* _What to work on_: Can you continue the rip current Q&A below, picking up right after its final sentence?

* _Extracted text_:
Q: What causes rip currents?

Rip currents have several different causes depending on the local beach conditions. In North Carolina, most rip currents are caused by waves breaking on the offshore sandbar, which forces water to pile up between the bar and the beach, higher than the ocean. The water flows along the beach until it finds a low elevation in the bar, where the current turns offshore and can become dangerous. The faster the water is collected, the faster it scours a deeper hole in the sandbar.

Rip currents are present on most N.C. beaches every day but are too slow to be a threat to swimmers. However, certain combinations of wave height, wave period (the time between wave crests) and tide elevation can tune the system to generate very fast and dangerous currents directed offshore into deep water.

Q: How big and fast are rip currents?

When rip currents become dangerous they can be faster than the best Olympic swimmers.

Q: How can you tell when there is a rip current in the water?

You can ask a lifeguard on the beach. Alternatively, you can learn to identify rip currents by looking for differences in the surf zone. Look for darker, deeper water; fewer breaking waves; or different-colored water or floating debris that is visibly moving offshore. Some dangerous rip currents appear suddenly and disappear quickly so if you see a potential rip current location, it is best to avoid swimming near the area, even if it is not immediately dangerous.

* _Data excerpts_:
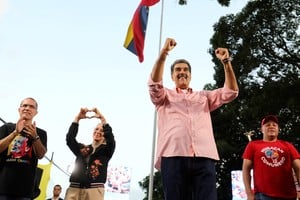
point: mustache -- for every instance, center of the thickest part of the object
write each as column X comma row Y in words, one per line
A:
column 182, row 75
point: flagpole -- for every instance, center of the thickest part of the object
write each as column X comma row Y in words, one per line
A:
column 151, row 176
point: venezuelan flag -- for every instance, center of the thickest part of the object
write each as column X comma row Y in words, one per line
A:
column 135, row 37
column 44, row 180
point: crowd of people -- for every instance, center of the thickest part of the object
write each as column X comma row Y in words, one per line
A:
column 186, row 151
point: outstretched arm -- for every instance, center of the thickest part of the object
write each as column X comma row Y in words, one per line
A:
column 230, row 79
column 158, row 68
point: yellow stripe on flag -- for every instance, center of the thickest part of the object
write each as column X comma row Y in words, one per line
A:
column 44, row 180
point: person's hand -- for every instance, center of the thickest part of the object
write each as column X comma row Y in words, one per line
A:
column 98, row 115
column 169, row 45
column 82, row 114
column 222, row 54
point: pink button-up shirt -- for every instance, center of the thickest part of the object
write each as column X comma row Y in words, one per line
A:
column 184, row 122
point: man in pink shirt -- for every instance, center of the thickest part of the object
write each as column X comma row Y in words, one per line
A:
column 186, row 150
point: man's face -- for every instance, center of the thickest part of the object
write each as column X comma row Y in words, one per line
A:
column 27, row 109
column 270, row 130
column 181, row 75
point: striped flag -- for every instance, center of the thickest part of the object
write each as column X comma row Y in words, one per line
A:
column 135, row 37
column 44, row 180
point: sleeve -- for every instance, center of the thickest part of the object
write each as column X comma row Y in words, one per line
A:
column 220, row 96
column 110, row 139
column 71, row 138
column 157, row 92
column 248, row 152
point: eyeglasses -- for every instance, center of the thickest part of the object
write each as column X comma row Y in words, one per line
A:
column 28, row 105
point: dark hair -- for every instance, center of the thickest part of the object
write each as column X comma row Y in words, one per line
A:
column 180, row 61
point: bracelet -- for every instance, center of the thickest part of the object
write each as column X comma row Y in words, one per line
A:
column 226, row 60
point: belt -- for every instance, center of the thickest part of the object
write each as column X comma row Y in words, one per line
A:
column 86, row 185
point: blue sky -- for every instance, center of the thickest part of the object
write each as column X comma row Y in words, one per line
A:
column 69, row 54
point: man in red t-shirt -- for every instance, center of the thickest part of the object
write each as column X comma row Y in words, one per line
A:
column 273, row 162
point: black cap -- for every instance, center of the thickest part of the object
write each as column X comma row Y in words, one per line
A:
column 268, row 118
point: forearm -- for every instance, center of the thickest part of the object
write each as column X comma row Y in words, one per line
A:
column 39, row 149
column 158, row 69
column 7, row 140
column 230, row 79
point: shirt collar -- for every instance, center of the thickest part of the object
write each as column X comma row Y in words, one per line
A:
column 188, row 90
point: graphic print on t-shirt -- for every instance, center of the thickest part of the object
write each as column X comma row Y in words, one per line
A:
column 19, row 150
column 273, row 156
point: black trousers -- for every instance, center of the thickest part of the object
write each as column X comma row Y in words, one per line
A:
column 189, row 178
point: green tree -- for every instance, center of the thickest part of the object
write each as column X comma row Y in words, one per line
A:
column 264, row 39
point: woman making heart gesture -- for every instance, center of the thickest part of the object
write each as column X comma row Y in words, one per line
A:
column 90, row 172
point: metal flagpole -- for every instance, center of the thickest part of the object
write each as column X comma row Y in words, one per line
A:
column 151, row 176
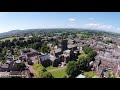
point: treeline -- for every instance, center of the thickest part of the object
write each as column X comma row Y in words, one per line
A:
column 82, row 64
column 35, row 42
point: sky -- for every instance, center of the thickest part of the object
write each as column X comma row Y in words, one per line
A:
column 108, row 21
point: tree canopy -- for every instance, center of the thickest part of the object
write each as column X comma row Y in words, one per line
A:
column 72, row 69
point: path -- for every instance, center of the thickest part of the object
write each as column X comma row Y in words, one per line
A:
column 52, row 70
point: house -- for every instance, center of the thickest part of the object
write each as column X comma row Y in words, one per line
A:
column 4, row 68
column 44, row 60
column 56, row 52
column 26, row 74
column 4, row 74
column 54, row 60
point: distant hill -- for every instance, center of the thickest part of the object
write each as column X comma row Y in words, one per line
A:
column 30, row 31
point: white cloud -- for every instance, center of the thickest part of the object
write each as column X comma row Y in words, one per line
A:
column 71, row 19
column 105, row 27
column 97, row 26
column 91, row 18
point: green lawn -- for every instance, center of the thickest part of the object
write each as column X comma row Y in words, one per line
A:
column 59, row 73
column 11, row 38
column 90, row 74
column 51, row 67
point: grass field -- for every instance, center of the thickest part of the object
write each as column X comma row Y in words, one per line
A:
column 59, row 73
column 11, row 38
column 90, row 74
column 51, row 67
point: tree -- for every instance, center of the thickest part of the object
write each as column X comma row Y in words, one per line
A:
column 72, row 69
column 83, row 62
column 21, row 66
column 45, row 49
column 87, row 49
column 47, row 75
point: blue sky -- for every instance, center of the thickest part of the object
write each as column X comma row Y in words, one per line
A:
column 108, row 21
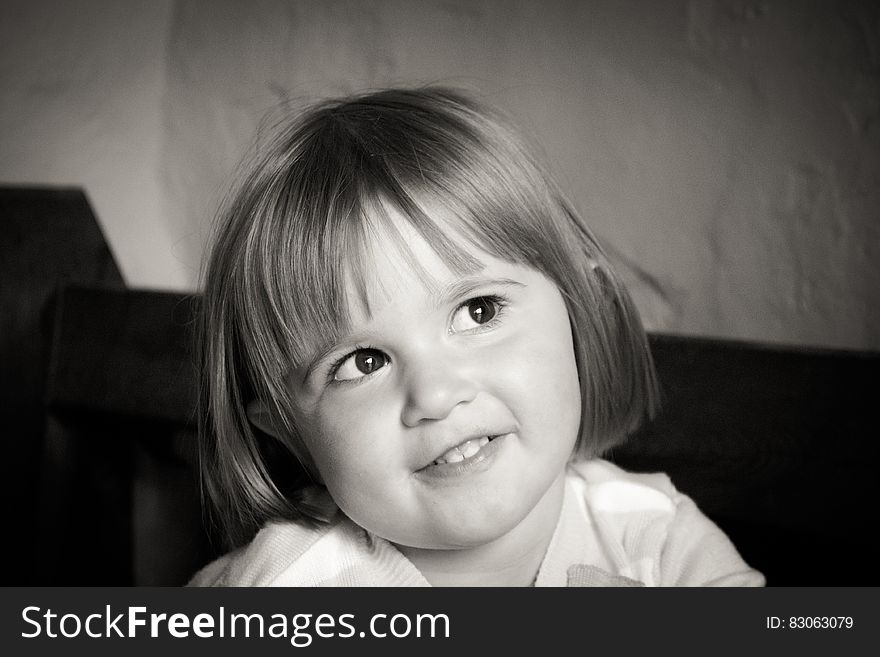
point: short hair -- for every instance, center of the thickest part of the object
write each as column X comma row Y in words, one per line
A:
column 295, row 228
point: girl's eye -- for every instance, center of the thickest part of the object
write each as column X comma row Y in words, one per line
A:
column 360, row 363
column 474, row 313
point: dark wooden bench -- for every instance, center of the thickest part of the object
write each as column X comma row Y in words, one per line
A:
column 775, row 444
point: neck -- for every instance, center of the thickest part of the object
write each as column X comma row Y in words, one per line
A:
column 512, row 559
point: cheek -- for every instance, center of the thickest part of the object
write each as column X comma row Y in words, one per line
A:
column 541, row 377
column 346, row 439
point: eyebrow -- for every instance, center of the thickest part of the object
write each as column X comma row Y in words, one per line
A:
column 440, row 298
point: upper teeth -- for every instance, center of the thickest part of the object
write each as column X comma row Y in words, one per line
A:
column 463, row 451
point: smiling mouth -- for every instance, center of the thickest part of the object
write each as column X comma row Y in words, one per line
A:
column 464, row 451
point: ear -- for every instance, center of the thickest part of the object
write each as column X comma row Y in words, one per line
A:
column 261, row 417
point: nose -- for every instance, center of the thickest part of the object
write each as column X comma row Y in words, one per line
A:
column 435, row 384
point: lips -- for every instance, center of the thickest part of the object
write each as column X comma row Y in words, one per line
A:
column 463, row 451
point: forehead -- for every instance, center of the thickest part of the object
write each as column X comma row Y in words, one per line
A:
column 388, row 254
column 398, row 259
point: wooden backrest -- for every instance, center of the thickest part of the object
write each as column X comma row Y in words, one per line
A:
column 774, row 444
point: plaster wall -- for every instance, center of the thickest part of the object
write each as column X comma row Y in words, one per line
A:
column 726, row 151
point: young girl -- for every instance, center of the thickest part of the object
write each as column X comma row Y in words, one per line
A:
column 414, row 354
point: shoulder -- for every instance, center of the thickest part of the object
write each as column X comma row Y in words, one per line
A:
column 277, row 546
column 654, row 532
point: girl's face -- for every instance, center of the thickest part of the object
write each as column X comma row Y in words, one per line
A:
column 451, row 409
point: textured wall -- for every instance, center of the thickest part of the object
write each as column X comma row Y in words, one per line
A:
column 81, row 87
column 726, row 151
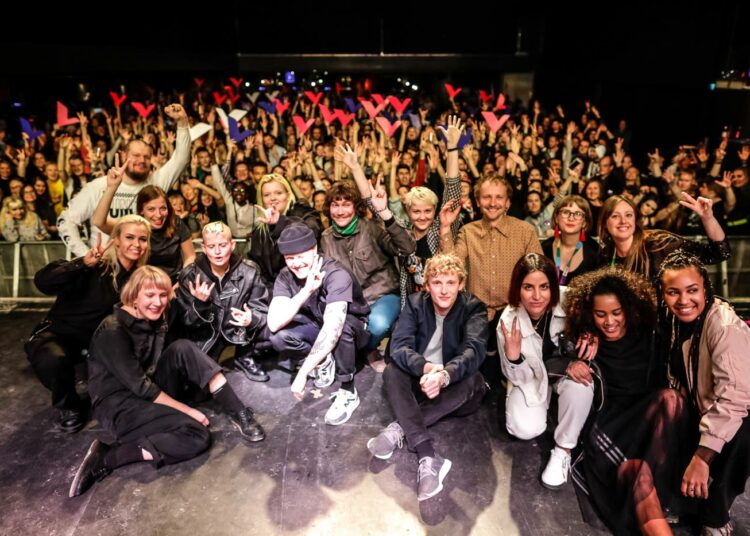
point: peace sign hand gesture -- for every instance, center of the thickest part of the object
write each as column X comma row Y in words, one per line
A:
column 94, row 255
column 512, row 345
column 200, row 291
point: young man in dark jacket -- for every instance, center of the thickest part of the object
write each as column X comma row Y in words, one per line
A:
column 437, row 346
column 223, row 301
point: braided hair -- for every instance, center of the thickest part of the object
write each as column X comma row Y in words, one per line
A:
column 681, row 260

* _Expected answer_:
Q: What is being done to study the science of rip currents?

I love to talk about the science, but first I think it is important to know what to do if you get caught in a rip current: Do not panic. Do not swim against the current. Do not overexert yourself swimming. Do swim parallel to the beach until you are out of the relatively narrow current before heading back to the beach. If you get tired, float. Do call for help if needed. Never attempt to rescue someone else unless you have some kind of float like a lifejacket, boogie board, surfboard or even a cooler.

Recent research on West Coast and other high-energy beaches have found that many rip currents set up circulation cells that redirect the currents back to the beach after five to 15 minutes. There may be a 90 percent chance that you can get back to the beach by just floating, but there remains a 10 percent chance that you will be pushed much farther offshore.